Directive:
Scale the entries from their start up to and including the line with "[(145, 195)]". Rewrite those lines, requests included, with every point coordinate in the answers multiplied by 2.45 and rounded to a whole number, halves going up. Give only those lines, and leave the pictures out.
── Information given ──
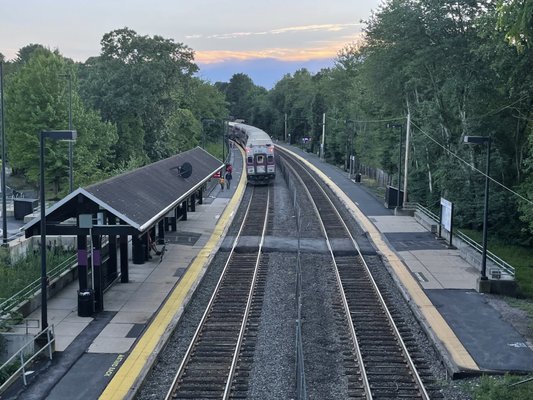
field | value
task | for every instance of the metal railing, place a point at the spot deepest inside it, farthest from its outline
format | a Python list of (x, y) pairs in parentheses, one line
[(26, 356), (502, 265), (29, 291)]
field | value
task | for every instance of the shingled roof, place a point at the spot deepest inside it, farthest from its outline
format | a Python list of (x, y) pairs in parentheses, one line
[(145, 195)]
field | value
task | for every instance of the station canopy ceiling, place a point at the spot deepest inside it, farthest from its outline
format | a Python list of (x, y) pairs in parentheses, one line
[(138, 198)]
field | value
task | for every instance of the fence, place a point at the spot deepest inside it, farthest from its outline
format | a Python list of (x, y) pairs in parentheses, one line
[(25, 356), (462, 240)]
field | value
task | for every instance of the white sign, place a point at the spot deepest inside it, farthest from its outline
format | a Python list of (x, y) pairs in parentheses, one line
[(446, 214)]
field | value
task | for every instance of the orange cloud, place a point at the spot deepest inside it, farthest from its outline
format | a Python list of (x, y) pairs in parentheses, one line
[(323, 50)]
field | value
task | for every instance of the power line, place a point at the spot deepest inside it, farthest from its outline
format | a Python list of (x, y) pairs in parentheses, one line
[(470, 165)]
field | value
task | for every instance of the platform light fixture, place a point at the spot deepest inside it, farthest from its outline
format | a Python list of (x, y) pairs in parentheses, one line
[(483, 140), (69, 135)]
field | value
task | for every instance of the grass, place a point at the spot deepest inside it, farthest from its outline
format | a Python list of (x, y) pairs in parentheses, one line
[(15, 277), (499, 387), (520, 257)]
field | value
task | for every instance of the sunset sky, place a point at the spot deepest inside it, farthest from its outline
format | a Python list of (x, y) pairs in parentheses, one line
[(225, 35)]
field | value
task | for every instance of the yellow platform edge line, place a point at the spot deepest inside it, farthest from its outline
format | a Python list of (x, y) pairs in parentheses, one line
[(126, 380), (434, 319)]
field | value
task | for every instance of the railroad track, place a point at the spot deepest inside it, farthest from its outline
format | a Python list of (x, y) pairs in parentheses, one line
[(226, 333), (382, 348)]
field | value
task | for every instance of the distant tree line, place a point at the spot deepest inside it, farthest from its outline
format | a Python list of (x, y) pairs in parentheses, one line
[(458, 68), (135, 103)]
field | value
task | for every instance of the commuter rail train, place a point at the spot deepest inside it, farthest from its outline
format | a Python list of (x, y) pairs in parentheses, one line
[(260, 163)]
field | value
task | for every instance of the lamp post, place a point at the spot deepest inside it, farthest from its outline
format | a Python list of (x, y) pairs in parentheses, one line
[(208, 121), (352, 151), (483, 140), (3, 128), (394, 126), (55, 135), (70, 150)]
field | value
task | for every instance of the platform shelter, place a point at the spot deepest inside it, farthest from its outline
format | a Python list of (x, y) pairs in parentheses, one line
[(141, 204)]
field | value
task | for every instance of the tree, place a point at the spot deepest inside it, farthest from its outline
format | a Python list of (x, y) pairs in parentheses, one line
[(138, 82), (36, 100), (515, 17)]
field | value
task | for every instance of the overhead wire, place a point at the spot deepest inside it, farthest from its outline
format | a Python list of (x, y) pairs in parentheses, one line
[(470, 165)]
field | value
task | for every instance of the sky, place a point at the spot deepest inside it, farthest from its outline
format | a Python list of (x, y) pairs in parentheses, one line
[(263, 39)]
───
Task output:
field | value
task | for every instance of the metal railing, place a point at the spot deepest inside it, farthest from its outline
format | a Python list of (x, y) pairs in parentheses, one line
[(64, 872), (1230, 649), (71, 713)]
field | value
task | for every instance of the shingled roof, place a point at the spot deepest inside it, farthest from its outline
format | a Python list of (x, y) pairs in parentheses, one line
[(355, 478)]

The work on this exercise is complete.